• What is expected:
Put the records from the line containing "of the wooden" through the end of the records into a two-column CSV with the columns ask and response. Give each record one row, with each field quoted and its line breaks replaced by spaces.

-- begin Supplied material --

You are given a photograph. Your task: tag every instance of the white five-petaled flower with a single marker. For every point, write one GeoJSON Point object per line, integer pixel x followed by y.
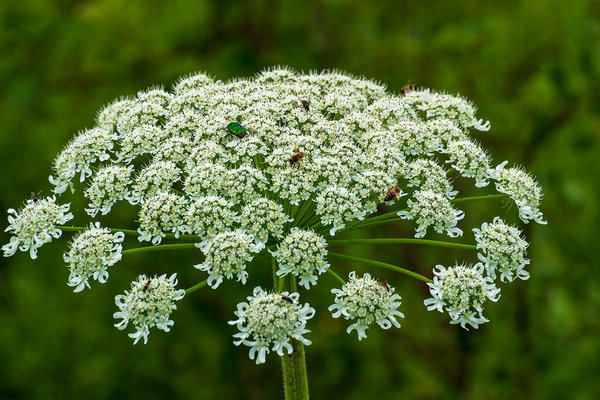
{"type": "Point", "coordinates": [433, 209]}
{"type": "Point", "coordinates": [226, 256]}
{"type": "Point", "coordinates": [148, 304]}
{"type": "Point", "coordinates": [303, 254]}
{"type": "Point", "coordinates": [461, 290]}
{"type": "Point", "coordinates": [35, 224]}
{"type": "Point", "coordinates": [366, 301]}
{"type": "Point", "coordinates": [522, 188]}
{"type": "Point", "coordinates": [502, 250]}
{"type": "Point", "coordinates": [91, 253]}
{"type": "Point", "coordinates": [270, 321]}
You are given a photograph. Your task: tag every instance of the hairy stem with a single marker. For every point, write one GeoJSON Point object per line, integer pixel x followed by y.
{"type": "Point", "coordinates": [336, 276]}
{"type": "Point", "coordinates": [380, 264]}
{"type": "Point", "coordinates": [425, 242]}
{"type": "Point", "coordinates": [128, 232]}
{"type": "Point", "coordinates": [196, 287]}
{"type": "Point", "coordinates": [160, 247]}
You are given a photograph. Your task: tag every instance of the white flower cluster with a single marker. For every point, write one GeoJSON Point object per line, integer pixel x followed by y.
{"type": "Point", "coordinates": [522, 188]}
{"type": "Point", "coordinates": [303, 254]}
{"type": "Point", "coordinates": [334, 142]}
{"type": "Point", "coordinates": [34, 225]}
{"type": "Point", "coordinates": [149, 304]}
{"type": "Point", "coordinates": [163, 212]}
{"type": "Point", "coordinates": [269, 321]}
{"type": "Point", "coordinates": [227, 255]}
{"type": "Point", "coordinates": [366, 301]}
{"type": "Point", "coordinates": [109, 185]}
{"type": "Point", "coordinates": [461, 290]}
{"type": "Point", "coordinates": [433, 209]}
{"type": "Point", "coordinates": [502, 249]}
{"type": "Point", "coordinates": [282, 160]}
{"type": "Point", "coordinates": [91, 253]}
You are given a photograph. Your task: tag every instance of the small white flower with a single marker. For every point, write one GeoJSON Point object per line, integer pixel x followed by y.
{"type": "Point", "coordinates": [109, 185]}
{"type": "Point", "coordinates": [34, 225]}
{"type": "Point", "coordinates": [270, 321]}
{"type": "Point", "coordinates": [155, 177]}
{"type": "Point", "coordinates": [461, 291]}
{"type": "Point", "coordinates": [470, 160]}
{"type": "Point", "coordinates": [208, 216]}
{"type": "Point", "coordinates": [502, 249]}
{"type": "Point", "coordinates": [429, 175]}
{"type": "Point", "coordinates": [366, 301]}
{"type": "Point", "coordinates": [337, 205]}
{"type": "Point", "coordinates": [303, 254]}
{"type": "Point", "coordinates": [149, 304]}
{"type": "Point", "coordinates": [522, 188]}
{"type": "Point", "coordinates": [84, 150]}
{"type": "Point", "coordinates": [226, 256]}
{"type": "Point", "coordinates": [263, 218]}
{"type": "Point", "coordinates": [162, 213]}
{"type": "Point", "coordinates": [91, 253]}
{"type": "Point", "coordinates": [433, 209]}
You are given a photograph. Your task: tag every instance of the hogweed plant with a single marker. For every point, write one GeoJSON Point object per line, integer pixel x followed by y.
{"type": "Point", "coordinates": [282, 164]}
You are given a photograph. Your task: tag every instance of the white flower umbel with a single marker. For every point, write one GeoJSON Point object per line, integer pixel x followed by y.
{"type": "Point", "coordinates": [470, 159]}
{"type": "Point", "coordinates": [109, 185]}
{"type": "Point", "coordinates": [432, 209]}
{"type": "Point", "coordinates": [263, 218]}
{"type": "Point", "coordinates": [336, 205]}
{"type": "Point", "coordinates": [208, 216]}
{"type": "Point", "coordinates": [91, 253]}
{"type": "Point", "coordinates": [429, 175]}
{"type": "Point", "coordinates": [155, 177]}
{"type": "Point", "coordinates": [270, 321]}
{"type": "Point", "coordinates": [34, 225]}
{"type": "Point", "coordinates": [366, 301]}
{"type": "Point", "coordinates": [303, 254]}
{"type": "Point", "coordinates": [461, 290]}
{"type": "Point", "coordinates": [502, 249]}
{"type": "Point", "coordinates": [522, 188]}
{"type": "Point", "coordinates": [162, 213]}
{"type": "Point", "coordinates": [84, 150]}
{"type": "Point", "coordinates": [226, 255]}
{"type": "Point", "coordinates": [148, 304]}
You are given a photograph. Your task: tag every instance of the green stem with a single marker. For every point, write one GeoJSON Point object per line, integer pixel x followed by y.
{"type": "Point", "coordinates": [293, 365]}
{"type": "Point", "coordinates": [425, 242]}
{"type": "Point", "coordinates": [336, 276]}
{"type": "Point", "coordinates": [196, 287]}
{"type": "Point", "coordinates": [128, 232]}
{"type": "Point", "coordinates": [380, 264]}
{"type": "Point", "coordinates": [160, 247]}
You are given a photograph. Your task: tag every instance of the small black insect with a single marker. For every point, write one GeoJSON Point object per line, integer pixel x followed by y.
{"type": "Point", "coordinates": [146, 286]}
{"type": "Point", "coordinates": [409, 88]}
{"type": "Point", "coordinates": [392, 193]}
{"type": "Point", "coordinates": [36, 196]}
{"type": "Point", "coordinates": [287, 299]}
{"type": "Point", "coordinates": [305, 104]}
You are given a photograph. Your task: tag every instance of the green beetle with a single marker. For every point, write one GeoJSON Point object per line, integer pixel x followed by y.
{"type": "Point", "coordinates": [237, 130]}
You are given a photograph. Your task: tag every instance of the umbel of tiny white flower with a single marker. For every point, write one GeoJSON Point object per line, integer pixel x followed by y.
{"type": "Point", "coordinates": [34, 225]}
{"type": "Point", "coordinates": [303, 254]}
{"type": "Point", "coordinates": [91, 253]}
{"type": "Point", "coordinates": [227, 255]}
{"type": "Point", "coordinates": [366, 301]}
{"type": "Point", "coordinates": [269, 321]}
{"type": "Point", "coordinates": [502, 249]}
{"type": "Point", "coordinates": [148, 304]}
{"type": "Point", "coordinates": [461, 290]}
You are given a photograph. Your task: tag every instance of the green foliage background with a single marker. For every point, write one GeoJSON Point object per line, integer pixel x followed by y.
{"type": "Point", "coordinates": [533, 69]}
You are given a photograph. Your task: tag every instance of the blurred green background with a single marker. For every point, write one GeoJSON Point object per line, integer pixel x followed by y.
{"type": "Point", "coordinates": [533, 69]}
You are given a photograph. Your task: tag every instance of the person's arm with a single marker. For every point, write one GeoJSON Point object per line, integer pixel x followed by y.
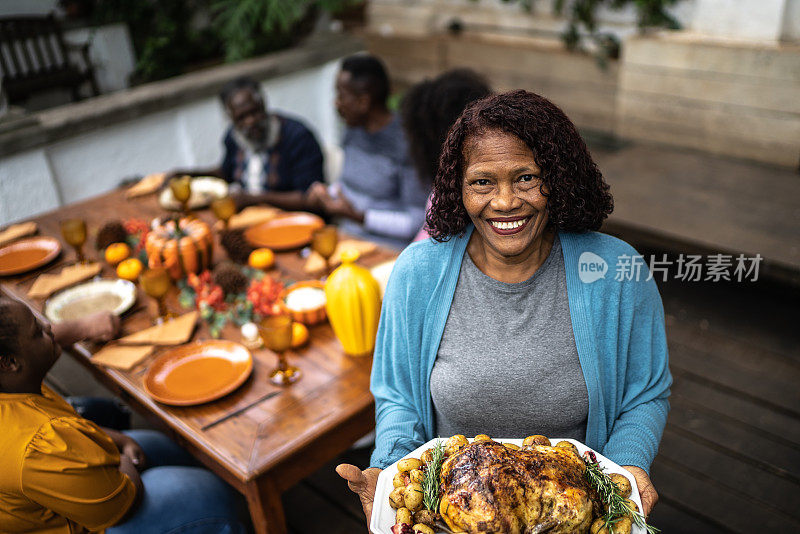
{"type": "Point", "coordinates": [398, 421]}
{"type": "Point", "coordinates": [72, 468]}
{"type": "Point", "coordinates": [636, 434]}
{"type": "Point", "coordinates": [285, 200]}
{"type": "Point", "coordinates": [100, 326]}
{"type": "Point", "coordinates": [398, 428]}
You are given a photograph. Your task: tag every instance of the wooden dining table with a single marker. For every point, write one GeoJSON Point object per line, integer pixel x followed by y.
{"type": "Point", "coordinates": [261, 439]}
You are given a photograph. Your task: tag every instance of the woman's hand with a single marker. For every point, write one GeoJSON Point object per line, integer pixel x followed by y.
{"type": "Point", "coordinates": [647, 491]}
{"type": "Point", "coordinates": [127, 447]}
{"type": "Point", "coordinates": [100, 326]}
{"type": "Point", "coordinates": [362, 483]}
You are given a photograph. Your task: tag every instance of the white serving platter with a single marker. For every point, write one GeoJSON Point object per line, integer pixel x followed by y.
{"type": "Point", "coordinates": [123, 289]}
{"type": "Point", "coordinates": [383, 515]}
{"type": "Point", "coordinates": [204, 190]}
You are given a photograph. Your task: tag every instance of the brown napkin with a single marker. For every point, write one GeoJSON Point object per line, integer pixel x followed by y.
{"type": "Point", "coordinates": [149, 184]}
{"type": "Point", "coordinates": [174, 332]}
{"type": "Point", "coordinates": [252, 216]}
{"type": "Point", "coordinates": [316, 263]}
{"type": "Point", "coordinates": [121, 357]}
{"type": "Point", "coordinates": [47, 284]}
{"type": "Point", "coordinates": [15, 231]}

-- end Supplied material --

• The completed task:
ask,response
"You are given a photograph. Your task: tag every instance of the wooden dining table with a single marker. For every point, write one GeoJSON Point object per line, integer pixel x followed by y.","{""type"": ""Point"", ""coordinates"": [261, 439]}"
"You are given a photograph. Your task: tag every instance of the woman's hand with a single marker. For every point, write one GeoJSON Point object per line, integer pixel x followed by y.","{""type"": ""Point"", ""coordinates"": [647, 491]} {""type"": ""Point"", ""coordinates"": [127, 447]} {""type"": ""Point"", ""coordinates"": [100, 326]} {""type"": ""Point"", ""coordinates"": [362, 483]}"
"You are given a photograph. Your task: tag every instance of the white serving platter with a single marker. For every point, write one GeoJSON Point object per line, integer pixel x followed by y.","{""type"": ""Point"", ""coordinates"": [123, 289]} {""type"": ""Point"", ""coordinates"": [383, 515]} {""type"": ""Point"", ""coordinates"": [204, 190]}"
"You are given a photograph. Your task: tag every instance of the brown napkin with a single marker. For every point, write one GeoJSON Point object per line, integer pixel x followed by y.","{""type"": ""Point"", ""coordinates"": [149, 184]} {""type"": ""Point"", ""coordinates"": [174, 332]} {""type"": ""Point"", ""coordinates"": [252, 216]} {""type"": ""Point"", ""coordinates"": [316, 263]} {""type"": ""Point"", ""coordinates"": [121, 357]} {""type"": ""Point"", ""coordinates"": [47, 284]} {""type"": ""Point"", ""coordinates"": [15, 231]}"